Copy out the items in the stretch from the line containing "Target: man's blue t-shirt" through the end of the items, both ends included and every request kept. Shift each point coordinate in the answers up by 128.
►
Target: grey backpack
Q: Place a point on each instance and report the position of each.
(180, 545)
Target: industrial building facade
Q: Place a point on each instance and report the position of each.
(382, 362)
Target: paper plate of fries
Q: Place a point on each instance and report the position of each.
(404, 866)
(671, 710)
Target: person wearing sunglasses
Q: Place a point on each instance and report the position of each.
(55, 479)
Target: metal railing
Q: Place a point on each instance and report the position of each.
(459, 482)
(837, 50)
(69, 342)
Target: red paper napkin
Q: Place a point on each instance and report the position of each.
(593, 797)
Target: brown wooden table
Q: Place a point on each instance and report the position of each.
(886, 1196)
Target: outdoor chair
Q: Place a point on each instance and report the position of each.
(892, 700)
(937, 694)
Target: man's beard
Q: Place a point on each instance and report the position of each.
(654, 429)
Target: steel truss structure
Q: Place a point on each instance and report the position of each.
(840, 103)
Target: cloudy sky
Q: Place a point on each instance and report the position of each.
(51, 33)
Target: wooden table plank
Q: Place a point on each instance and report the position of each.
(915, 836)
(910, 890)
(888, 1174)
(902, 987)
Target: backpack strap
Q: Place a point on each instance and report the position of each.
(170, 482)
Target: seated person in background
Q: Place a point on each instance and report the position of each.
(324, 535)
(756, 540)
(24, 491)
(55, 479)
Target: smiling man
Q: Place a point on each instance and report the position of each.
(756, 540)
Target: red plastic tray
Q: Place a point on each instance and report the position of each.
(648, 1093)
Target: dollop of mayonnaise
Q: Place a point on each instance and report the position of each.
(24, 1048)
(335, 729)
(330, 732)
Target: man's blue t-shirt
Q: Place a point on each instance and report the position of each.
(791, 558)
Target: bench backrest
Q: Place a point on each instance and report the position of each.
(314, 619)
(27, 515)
◄
▶ **Solution to this problem**
Target: man's blue t-shirt
Q: Place a point on each instance and report the position of each.
(919, 686)
Target: bench backrest
Q: Place a point on each instance and report the position of each.
(442, 747)
(155, 643)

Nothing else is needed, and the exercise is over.